Task requirements → Copy the records below character for character.

++++++++++

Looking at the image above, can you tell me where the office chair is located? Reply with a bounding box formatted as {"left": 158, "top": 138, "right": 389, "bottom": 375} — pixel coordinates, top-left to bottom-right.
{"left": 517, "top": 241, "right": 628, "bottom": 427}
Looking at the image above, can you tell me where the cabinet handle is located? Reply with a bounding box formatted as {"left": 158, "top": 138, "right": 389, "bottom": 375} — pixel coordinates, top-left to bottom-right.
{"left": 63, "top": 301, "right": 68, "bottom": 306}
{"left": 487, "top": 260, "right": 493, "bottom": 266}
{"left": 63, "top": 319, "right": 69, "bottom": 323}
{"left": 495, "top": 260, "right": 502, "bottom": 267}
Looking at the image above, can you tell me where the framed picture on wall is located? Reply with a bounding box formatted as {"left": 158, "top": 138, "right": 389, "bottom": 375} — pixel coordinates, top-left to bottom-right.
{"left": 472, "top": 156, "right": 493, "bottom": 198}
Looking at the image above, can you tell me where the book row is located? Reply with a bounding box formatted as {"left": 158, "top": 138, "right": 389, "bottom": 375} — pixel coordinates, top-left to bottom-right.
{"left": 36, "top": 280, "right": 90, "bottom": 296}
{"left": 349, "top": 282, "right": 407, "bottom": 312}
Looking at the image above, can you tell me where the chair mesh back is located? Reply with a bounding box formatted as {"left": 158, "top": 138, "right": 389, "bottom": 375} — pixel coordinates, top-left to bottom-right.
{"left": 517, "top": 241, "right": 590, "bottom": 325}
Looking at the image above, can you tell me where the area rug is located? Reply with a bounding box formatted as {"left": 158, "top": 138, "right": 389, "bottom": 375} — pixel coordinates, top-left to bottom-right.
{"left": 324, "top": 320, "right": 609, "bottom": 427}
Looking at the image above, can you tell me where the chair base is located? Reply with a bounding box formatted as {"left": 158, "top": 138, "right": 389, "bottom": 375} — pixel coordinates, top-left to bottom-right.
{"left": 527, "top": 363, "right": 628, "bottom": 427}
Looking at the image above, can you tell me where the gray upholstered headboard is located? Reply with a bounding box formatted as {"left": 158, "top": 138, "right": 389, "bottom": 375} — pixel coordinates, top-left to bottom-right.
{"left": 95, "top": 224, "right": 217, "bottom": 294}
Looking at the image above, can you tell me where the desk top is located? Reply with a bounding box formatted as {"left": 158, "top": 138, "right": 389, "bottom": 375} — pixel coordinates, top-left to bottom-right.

++++++++++

Final answer →
Looking at the image above, can you tell me where the office chair is located? Reply with a bounding box formatted as {"left": 158, "top": 138, "right": 389, "bottom": 375} — pixel coordinates, top-left to bottom-right.
{"left": 517, "top": 241, "right": 628, "bottom": 427}
Looking at the image above, can you tell me where the cabinet handle is located? Reply with a bounding box formatted as {"left": 158, "top": 138, "right": 389, "bottom": 375} — pixel coordinates, top-left to bottom-right.
{"left": 63, "top": 301, "right": 68, "bottom": 306}
{"left": 487, "top": 260, "right": 493, "bottom": 266}
{"left": 63, "top": 319, "right": 69, "bottom": 323}
{"left": 495, "top": 260, "right": 502, "bottom": 267}
Looking at the image above, can you tell me where the framed picture on wall is located? Reply with a bounding box formatted as {"left": 158, "top": 138, "right": 389, "bottom": 375} — pixel coordinates, top-left to bottom-right.
{"left": 472, "top": 156, "right": 493, "bottom": 198}
Looking at the image above, can you tell me where the book row is located? Reply with a bounding box formatted as {"left": 158, "top": 138, "right": 389, "bottom": 375} — pixel coordinates, top-left to bottom-right.
{"left": 36, "top": 280, "right": 90, "bottom": 296}
{"left": 349, "top": 282, "right": 407, "bottom": 312}
Looking at the image above, can you tell me where the chair mesh back is located? Reply with a bounding box formatted as {"left": 158, "top": 138, "right": 389, "bottom": 375} — pixel coordinates, top-left to bottom-right.
{"left": 517, "top": 241, "right": 590, "bottom": 325}
Looking at the image above, can you tell me where the area rug is located? Reply with a bounding box formatted as {"left": 158, "top": 138, "right": 389, "bottom": 375} — pixel coordinates, top-left to bottom-right.
{"left": 324, "top": 320, "right": 609, "bottom": 427}
Looking at the image above, can you tell me where the chair base is located? Reply with a bounding box formatted as {"left": 158, "top": 138, "right": 389, "bottom": 375} — pixel coordinates, top-left to bottom-right.
{"left": 527, "top": 363, "right": 628, "bottom": 427}
Looking at the image above, can you tell me where the gray upholstered headboard is located? Reply with a bounding box formatted as {"left": 158, "top": 138, "right": 389, "bottom": 375} — pixel coordinates, top-left to bottom-right.
{"left": 95, "top": 224, "right": 217, "bottom": 294}
Looking at the image above, can you tell me where the desk top is located? Reply with a bounding box formatted as {"left": 158, "top": 138, "right": 389, "bottom": 375} — pixel coordinates, top-left to bottom-right.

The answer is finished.